**EXERCISE DETAILS**
Answer these questions from the merge probability text:
1. Below what star count does a repo get P=0?
2. What weight does trust_score carry in the P(merge) formula?
3. What P(merge) score must an issue reach to enter the work queue?

P(merge) — Merge Probability Score (0-100)
Hard gates (P=0, skip immediately — BEFORE scoring):
- Repo in blocklist → P=0
- Stars < 200 → P=0
- Anti-AI/anti-bot policy → P=0
- Issue > 30 days old → P=0
- Repo health gate failed → P=0
Only compute P(merge) for issues that pass ALL hard gates and the quality score (1-25).
P(merge) =
+ 15 * task_type_score # docs/typo=1.0, test=0.75, bug=0.5, feature=0
+ 20 * size_score # estimated: <30 LOC=1.0, 30-100=0.7, 100-200=0.3, >200=0
+ 15 * repo_responsiveness # merge<3d=1.0, 3-7d=0.7, 7-14d=0.3, >14d=0
+ 25 * trust_score # merged before=1.0, positive engagement=0.7, new=0.3, hostile=0
+ 10 * freshness # <1d=1.0, 1-3d=0.8, 3-7d=0.5, 7-14d=0.2, >14d=0
+ 10 * contributor_fit # help-wanted=1.0, good-first-issue=0.8, bug=0.5, none=0.3
+ 5 * competition_score # no other PRs=1.0, 1 competing=0.3, 2+=0
Threshold: P(merge) >= 30 to enter work queue. Below 30 is not worth API cost.

**DATA UNDER STUDY**
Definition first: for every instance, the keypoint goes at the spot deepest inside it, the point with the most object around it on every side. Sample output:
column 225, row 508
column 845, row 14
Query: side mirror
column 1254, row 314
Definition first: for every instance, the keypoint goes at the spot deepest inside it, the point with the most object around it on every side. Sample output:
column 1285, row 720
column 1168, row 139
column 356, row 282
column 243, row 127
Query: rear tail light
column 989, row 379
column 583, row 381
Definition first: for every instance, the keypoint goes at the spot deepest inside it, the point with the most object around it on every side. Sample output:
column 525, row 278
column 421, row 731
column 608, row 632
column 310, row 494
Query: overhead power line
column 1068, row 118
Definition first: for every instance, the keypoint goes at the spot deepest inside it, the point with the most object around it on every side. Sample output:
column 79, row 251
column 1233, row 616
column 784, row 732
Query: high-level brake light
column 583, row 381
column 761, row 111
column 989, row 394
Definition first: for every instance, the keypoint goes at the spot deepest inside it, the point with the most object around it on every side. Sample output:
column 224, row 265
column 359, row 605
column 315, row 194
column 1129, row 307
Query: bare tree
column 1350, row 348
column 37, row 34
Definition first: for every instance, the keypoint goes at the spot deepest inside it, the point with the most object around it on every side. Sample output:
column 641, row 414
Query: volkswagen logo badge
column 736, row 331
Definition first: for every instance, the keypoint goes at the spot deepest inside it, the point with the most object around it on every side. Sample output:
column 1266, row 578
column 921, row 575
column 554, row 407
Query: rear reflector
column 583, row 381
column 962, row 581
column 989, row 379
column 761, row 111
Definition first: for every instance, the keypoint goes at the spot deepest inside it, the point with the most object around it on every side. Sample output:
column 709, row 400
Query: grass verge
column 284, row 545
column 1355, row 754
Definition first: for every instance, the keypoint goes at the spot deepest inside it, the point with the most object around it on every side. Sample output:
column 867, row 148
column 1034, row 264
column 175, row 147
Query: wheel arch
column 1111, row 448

**SOLUTION TO THIS PROBLEM**
1. 200
2. 25
3. 30 or higher